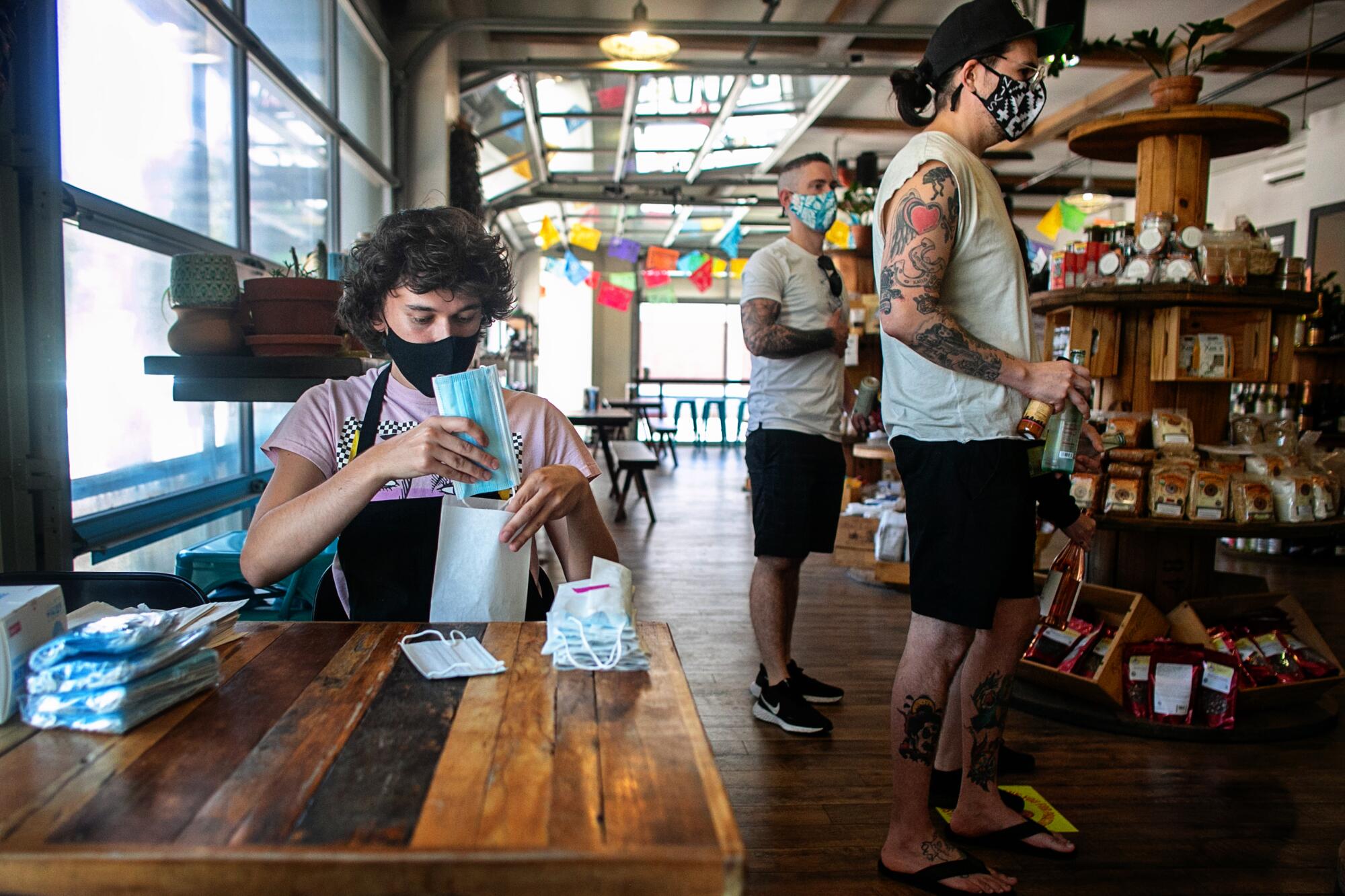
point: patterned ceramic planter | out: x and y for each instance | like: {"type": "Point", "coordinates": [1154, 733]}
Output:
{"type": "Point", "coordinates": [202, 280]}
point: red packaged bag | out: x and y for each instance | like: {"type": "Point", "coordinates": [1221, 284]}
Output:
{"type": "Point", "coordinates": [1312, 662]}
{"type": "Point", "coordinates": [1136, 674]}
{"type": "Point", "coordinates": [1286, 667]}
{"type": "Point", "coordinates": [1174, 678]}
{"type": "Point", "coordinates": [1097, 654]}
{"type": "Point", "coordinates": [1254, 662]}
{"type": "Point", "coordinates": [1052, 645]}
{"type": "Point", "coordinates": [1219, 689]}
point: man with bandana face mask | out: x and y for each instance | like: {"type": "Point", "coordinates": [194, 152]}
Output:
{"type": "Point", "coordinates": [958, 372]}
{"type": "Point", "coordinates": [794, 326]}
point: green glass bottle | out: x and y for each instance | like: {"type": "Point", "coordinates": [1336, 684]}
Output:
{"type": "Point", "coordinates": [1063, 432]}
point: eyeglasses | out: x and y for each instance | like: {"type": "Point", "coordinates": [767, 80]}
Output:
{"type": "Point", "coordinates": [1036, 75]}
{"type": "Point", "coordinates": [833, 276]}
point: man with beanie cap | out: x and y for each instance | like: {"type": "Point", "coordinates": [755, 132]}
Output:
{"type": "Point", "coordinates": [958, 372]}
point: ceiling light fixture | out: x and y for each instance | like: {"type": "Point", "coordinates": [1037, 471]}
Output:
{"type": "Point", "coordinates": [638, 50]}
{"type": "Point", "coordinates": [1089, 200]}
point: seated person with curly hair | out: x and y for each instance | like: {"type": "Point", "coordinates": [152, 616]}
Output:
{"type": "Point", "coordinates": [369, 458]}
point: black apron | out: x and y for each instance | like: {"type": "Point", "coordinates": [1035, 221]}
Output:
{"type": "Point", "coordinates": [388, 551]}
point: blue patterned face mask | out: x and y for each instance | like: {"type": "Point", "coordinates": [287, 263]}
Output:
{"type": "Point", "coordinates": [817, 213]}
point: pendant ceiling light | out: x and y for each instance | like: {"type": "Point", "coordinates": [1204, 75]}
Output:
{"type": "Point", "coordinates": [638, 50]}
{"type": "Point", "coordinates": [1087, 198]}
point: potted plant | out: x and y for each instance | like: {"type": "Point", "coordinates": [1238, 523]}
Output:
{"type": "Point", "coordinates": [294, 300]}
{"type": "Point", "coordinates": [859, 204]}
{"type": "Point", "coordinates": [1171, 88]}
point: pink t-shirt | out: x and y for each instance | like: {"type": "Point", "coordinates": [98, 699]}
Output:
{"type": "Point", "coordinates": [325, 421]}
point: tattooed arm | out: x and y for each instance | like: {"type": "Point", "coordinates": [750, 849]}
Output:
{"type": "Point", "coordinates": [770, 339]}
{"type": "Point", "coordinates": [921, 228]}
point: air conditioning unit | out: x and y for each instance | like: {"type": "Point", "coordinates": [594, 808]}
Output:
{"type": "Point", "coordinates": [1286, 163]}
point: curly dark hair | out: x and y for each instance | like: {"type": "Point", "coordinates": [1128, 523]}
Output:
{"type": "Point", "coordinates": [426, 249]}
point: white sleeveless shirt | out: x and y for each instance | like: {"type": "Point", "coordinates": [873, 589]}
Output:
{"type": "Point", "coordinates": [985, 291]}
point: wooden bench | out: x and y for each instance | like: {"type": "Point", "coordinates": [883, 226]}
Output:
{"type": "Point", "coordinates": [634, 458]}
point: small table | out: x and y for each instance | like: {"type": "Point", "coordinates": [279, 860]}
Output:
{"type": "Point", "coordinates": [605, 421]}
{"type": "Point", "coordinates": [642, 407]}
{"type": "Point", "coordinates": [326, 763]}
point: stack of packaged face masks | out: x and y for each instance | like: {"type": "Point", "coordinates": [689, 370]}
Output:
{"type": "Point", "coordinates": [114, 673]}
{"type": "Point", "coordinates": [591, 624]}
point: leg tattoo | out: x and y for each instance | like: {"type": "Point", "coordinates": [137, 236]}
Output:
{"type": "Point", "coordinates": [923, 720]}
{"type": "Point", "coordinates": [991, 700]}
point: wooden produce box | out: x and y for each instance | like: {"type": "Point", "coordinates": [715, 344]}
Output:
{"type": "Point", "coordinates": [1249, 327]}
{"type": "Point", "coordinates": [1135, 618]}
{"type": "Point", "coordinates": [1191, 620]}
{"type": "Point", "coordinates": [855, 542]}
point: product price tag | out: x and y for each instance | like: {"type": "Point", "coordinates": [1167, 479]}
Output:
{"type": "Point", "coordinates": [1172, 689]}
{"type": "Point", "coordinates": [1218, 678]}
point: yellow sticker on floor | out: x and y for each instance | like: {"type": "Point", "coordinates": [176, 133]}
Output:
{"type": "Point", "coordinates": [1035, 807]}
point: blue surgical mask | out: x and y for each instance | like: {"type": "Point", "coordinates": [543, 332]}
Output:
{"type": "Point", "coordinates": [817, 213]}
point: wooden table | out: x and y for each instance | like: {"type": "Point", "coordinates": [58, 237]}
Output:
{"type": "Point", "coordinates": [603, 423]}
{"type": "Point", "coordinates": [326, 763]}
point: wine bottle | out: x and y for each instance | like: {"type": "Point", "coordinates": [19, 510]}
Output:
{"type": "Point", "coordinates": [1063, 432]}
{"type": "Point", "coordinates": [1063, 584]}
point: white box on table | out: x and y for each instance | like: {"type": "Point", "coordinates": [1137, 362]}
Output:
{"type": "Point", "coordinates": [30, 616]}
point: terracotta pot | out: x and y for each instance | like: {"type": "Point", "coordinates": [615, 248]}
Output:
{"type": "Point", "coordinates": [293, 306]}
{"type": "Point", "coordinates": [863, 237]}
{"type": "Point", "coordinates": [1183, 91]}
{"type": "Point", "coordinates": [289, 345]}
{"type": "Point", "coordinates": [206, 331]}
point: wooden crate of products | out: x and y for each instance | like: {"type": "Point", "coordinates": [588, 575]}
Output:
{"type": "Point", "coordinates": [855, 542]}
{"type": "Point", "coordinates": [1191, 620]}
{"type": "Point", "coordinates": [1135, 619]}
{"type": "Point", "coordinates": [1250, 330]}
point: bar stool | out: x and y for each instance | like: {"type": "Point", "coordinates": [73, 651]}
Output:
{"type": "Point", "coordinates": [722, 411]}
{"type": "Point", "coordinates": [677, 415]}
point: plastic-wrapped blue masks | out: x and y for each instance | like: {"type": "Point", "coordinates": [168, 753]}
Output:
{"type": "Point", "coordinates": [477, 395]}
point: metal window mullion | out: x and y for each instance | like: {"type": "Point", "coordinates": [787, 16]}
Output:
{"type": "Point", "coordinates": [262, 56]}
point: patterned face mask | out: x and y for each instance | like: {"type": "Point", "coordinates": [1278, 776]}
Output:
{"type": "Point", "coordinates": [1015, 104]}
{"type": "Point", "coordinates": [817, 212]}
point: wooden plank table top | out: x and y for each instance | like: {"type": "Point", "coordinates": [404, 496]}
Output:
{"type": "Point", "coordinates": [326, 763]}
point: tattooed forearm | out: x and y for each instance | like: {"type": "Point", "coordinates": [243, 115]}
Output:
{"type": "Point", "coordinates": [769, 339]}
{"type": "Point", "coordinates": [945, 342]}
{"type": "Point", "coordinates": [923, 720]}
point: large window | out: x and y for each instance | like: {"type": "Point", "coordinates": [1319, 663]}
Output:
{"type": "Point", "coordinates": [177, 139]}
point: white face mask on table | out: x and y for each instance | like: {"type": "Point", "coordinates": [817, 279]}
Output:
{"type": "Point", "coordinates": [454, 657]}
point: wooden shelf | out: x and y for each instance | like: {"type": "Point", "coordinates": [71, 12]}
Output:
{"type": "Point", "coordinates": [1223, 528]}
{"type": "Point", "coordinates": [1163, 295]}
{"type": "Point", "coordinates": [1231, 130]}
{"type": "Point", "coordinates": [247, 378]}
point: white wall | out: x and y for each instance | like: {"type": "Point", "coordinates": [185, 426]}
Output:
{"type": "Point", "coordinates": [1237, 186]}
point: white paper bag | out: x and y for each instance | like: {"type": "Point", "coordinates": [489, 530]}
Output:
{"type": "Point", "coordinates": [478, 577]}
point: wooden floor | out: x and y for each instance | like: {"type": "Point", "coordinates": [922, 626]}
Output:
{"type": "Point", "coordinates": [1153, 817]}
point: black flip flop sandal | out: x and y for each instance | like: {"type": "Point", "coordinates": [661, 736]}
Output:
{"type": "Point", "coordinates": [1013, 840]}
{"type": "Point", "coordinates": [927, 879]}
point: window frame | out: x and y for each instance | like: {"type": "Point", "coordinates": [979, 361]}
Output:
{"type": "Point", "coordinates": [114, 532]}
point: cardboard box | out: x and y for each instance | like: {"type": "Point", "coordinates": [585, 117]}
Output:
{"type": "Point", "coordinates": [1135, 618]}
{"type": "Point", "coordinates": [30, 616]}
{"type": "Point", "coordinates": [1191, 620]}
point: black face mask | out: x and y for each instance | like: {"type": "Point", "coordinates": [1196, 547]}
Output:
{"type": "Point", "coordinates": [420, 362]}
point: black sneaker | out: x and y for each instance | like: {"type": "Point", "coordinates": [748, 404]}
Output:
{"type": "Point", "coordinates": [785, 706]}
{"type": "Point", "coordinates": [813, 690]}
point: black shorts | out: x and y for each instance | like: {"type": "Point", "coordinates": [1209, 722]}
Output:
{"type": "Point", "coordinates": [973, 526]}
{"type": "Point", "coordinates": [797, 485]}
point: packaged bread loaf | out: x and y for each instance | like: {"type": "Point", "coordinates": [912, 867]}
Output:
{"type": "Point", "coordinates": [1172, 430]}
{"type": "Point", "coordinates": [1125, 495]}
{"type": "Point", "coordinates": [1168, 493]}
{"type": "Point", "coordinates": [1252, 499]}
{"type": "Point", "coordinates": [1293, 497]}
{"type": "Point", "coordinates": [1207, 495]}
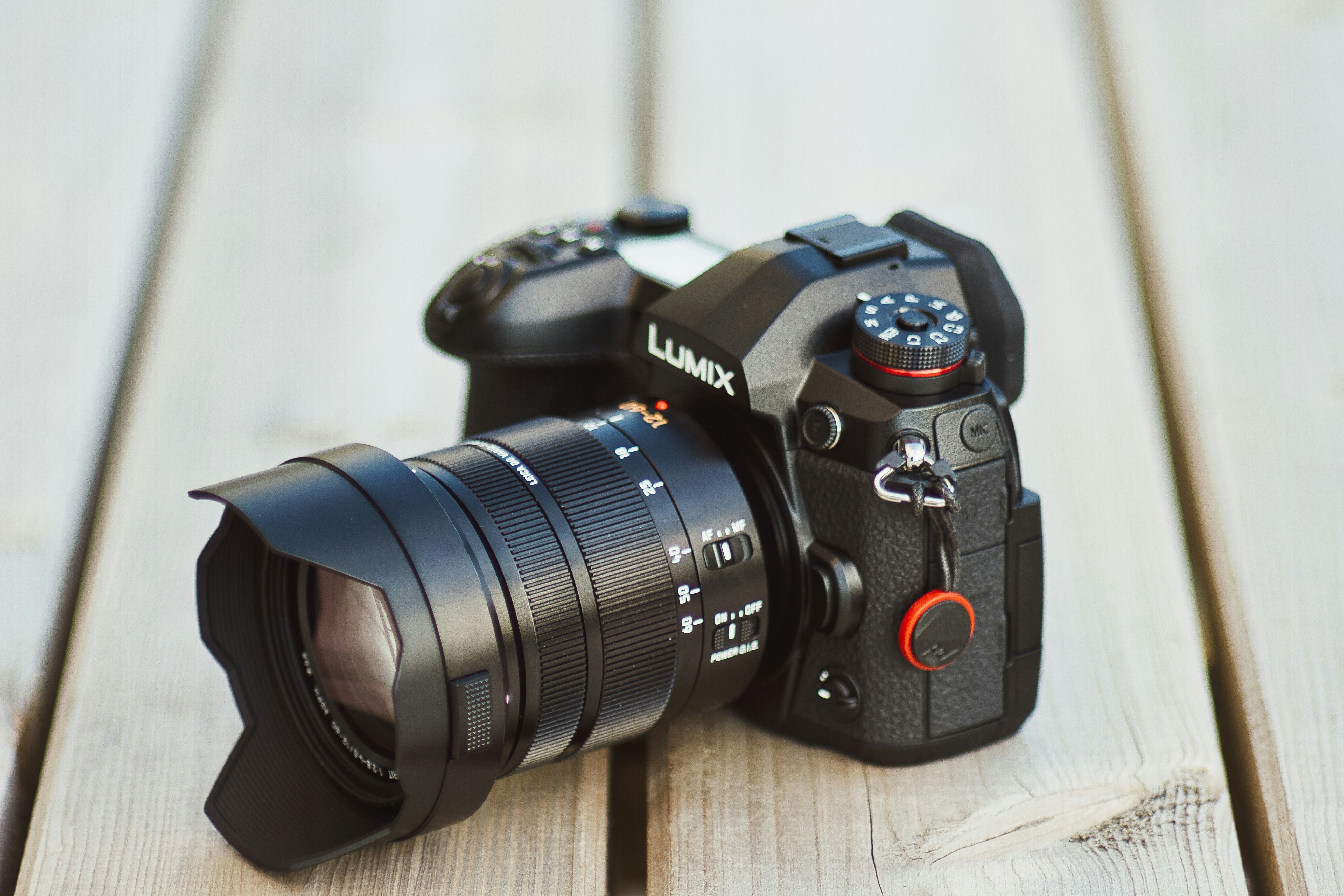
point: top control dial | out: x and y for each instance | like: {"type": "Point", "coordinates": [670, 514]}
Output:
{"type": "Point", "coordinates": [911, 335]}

* * * * *

EXERCISE DIRECTIONS. Stop after the line containing "point: red packaged": copy the records exactly from the first line up to there, leaving pictures out.

TASK RESPONSE.
point: patterned ceramic planter | out: x and y for each instance | like: {"type": "Point", "coordinates": [1154, 733]}
Output:
{"type": "Point", "coordinates": [202, 280]}
point: red packaged bag | out: x and y for each instance | like: {"type": "Point", "coordinates": [1221, 284]}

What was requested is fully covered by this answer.